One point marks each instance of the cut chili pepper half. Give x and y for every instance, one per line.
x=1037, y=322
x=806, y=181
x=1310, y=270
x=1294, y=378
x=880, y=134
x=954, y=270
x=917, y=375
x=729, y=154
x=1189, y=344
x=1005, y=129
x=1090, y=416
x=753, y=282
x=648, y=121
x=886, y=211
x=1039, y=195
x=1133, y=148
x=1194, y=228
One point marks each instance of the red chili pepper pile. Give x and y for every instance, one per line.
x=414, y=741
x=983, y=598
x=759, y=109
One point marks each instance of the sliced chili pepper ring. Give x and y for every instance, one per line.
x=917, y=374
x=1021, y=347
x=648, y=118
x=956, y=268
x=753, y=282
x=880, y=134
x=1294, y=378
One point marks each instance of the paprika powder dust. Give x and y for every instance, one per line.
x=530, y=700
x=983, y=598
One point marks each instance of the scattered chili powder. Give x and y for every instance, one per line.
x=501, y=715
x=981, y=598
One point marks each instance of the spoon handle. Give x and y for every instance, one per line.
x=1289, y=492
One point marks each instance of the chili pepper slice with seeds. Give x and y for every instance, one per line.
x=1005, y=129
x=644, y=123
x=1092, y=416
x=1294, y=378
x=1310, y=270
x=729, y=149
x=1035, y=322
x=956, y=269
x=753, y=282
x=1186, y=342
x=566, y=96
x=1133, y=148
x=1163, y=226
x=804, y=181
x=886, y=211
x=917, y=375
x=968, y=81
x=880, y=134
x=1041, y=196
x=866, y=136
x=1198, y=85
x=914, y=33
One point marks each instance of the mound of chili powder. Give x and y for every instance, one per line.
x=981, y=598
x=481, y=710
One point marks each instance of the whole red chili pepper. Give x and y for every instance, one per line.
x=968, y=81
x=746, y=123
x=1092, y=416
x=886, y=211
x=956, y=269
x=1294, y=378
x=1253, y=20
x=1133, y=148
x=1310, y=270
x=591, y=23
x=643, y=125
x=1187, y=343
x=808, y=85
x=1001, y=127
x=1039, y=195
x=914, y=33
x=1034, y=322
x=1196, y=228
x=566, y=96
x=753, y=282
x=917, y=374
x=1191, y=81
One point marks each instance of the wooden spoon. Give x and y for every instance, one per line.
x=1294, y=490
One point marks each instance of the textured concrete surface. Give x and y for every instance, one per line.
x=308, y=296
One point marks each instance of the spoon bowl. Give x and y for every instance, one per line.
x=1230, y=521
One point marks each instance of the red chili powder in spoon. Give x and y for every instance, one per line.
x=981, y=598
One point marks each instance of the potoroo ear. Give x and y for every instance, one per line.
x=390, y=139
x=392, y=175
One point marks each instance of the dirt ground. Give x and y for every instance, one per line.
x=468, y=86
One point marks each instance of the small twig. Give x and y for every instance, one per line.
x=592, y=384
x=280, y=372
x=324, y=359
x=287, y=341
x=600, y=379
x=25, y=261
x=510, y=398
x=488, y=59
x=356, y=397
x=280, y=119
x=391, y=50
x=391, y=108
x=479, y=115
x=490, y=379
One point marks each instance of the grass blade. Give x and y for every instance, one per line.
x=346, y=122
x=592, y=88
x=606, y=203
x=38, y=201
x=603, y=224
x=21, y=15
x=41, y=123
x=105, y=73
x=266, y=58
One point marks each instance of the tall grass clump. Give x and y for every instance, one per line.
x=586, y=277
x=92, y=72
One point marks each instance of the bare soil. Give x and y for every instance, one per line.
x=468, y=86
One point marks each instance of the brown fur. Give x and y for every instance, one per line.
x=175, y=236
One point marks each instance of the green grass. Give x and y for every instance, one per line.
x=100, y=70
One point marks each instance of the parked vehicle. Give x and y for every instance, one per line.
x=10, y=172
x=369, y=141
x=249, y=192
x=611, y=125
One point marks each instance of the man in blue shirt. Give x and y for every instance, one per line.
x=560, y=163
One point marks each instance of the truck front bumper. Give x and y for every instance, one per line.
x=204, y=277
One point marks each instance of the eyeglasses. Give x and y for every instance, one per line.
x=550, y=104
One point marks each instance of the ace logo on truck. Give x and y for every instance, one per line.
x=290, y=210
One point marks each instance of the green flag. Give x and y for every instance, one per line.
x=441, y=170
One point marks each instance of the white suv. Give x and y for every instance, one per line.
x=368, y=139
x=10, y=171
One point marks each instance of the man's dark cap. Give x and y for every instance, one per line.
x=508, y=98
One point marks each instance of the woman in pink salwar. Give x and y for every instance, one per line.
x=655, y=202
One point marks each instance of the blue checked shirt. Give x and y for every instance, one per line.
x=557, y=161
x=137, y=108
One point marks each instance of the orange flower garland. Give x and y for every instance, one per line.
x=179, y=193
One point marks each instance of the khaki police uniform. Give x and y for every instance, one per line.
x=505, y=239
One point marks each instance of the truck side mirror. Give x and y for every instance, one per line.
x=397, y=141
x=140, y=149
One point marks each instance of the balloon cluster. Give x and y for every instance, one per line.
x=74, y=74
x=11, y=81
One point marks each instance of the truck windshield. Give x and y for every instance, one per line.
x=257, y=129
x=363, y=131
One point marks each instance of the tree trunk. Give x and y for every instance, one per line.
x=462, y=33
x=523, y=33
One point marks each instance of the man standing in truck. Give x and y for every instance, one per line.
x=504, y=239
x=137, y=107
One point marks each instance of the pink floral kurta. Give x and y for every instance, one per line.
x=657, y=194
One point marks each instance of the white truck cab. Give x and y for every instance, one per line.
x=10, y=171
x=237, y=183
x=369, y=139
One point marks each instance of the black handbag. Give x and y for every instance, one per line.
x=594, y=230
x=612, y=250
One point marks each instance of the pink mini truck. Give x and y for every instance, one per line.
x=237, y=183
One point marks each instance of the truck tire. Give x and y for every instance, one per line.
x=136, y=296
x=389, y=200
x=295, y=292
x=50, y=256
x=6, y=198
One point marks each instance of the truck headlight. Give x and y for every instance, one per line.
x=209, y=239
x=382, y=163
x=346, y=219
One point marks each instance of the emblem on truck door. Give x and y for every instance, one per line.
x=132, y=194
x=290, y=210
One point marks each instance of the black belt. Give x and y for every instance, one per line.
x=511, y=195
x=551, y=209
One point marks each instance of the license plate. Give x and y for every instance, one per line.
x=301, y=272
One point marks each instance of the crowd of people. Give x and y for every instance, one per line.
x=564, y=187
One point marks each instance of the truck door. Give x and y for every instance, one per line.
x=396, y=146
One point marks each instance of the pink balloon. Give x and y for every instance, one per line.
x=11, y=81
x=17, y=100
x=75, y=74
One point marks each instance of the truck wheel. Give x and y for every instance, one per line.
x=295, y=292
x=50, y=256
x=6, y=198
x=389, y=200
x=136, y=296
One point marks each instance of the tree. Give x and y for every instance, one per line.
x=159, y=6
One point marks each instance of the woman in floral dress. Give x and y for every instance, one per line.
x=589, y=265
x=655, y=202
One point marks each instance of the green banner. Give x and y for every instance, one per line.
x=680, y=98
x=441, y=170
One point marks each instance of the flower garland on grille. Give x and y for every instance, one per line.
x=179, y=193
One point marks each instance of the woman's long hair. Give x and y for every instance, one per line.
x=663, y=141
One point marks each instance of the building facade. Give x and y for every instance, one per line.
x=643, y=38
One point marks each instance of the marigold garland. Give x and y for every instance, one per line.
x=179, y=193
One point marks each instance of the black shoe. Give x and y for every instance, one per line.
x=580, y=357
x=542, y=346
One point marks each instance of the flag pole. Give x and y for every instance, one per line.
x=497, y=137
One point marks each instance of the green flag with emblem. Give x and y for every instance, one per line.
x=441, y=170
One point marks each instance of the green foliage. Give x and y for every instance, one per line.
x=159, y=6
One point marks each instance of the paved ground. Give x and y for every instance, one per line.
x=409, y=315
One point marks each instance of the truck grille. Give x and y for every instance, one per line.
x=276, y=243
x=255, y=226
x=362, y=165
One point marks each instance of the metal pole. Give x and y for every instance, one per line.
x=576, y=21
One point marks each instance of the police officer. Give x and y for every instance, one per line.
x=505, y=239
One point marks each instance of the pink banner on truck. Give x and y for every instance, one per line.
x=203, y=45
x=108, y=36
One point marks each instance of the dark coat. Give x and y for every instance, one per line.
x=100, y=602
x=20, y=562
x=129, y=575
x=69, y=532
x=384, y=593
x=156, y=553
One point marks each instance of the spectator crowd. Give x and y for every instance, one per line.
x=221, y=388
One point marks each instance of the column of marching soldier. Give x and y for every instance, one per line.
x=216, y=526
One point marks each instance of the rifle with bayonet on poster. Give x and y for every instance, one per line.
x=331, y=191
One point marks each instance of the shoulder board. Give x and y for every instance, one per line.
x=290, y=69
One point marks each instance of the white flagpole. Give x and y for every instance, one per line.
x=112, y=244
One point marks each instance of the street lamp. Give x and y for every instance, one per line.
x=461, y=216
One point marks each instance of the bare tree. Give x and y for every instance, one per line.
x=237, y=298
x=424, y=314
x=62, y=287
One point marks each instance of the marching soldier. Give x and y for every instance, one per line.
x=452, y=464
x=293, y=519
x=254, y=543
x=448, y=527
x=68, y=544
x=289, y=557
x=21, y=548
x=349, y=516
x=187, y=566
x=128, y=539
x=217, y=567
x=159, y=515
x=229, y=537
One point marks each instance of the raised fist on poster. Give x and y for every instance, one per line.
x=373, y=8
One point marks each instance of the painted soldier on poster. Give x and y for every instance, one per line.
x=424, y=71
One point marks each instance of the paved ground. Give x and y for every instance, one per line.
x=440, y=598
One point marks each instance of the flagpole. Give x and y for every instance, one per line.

• [OBJECTIVE]: Reproduce everything from the start of the records down to the line containing "x=1289, y=492", both ends included, with the requests left as they are. Scale each x and y coordinate in the answers by 0.6, rounding to whole numbers with halves going up.

• [WRITTEN RESPONSE]:
One point marks each instance of the cut chili pepper half. Give x and y for every instance, one per line.
x=622, y=193
x=484, y=109
x=786, y=162
x=776, y=227
x=528, y=80
x=572, y=162
x=550, y=225
x=437, y=92
x=713, y=206
x=603, y=77
x=654, y=250
x=452, y=169
x=389, y=73
x=532, y=127
x=623, y=117
x=680, y=89
x=716, y=137
One point marks each instance of the red chili pepper pile. Give x and y for every instance, one per line.
x=248, y=445
x=590, y=359
x=455, y=65
One point marks each instance of the sliced chili pepper ring. Give x and y for every instance, one per line.
x=550, y=224
x=613, y=208
x=389, y=71
x=574, y=161
x=452, y=169
x=528, y=80
x=776, y=227
One point marks each instance of the paprika powder dust. Give x and y for every instance, one per line.
x=318, y=420
x=590, y=359
One point marks each instance of the scattered chili powder. Give x and y for every instance, one per line.
x=301, y=429
x=589, y=359
One point marks each instance of the spoon handle. Give x and y for every instance, one per line.
x=773, y=295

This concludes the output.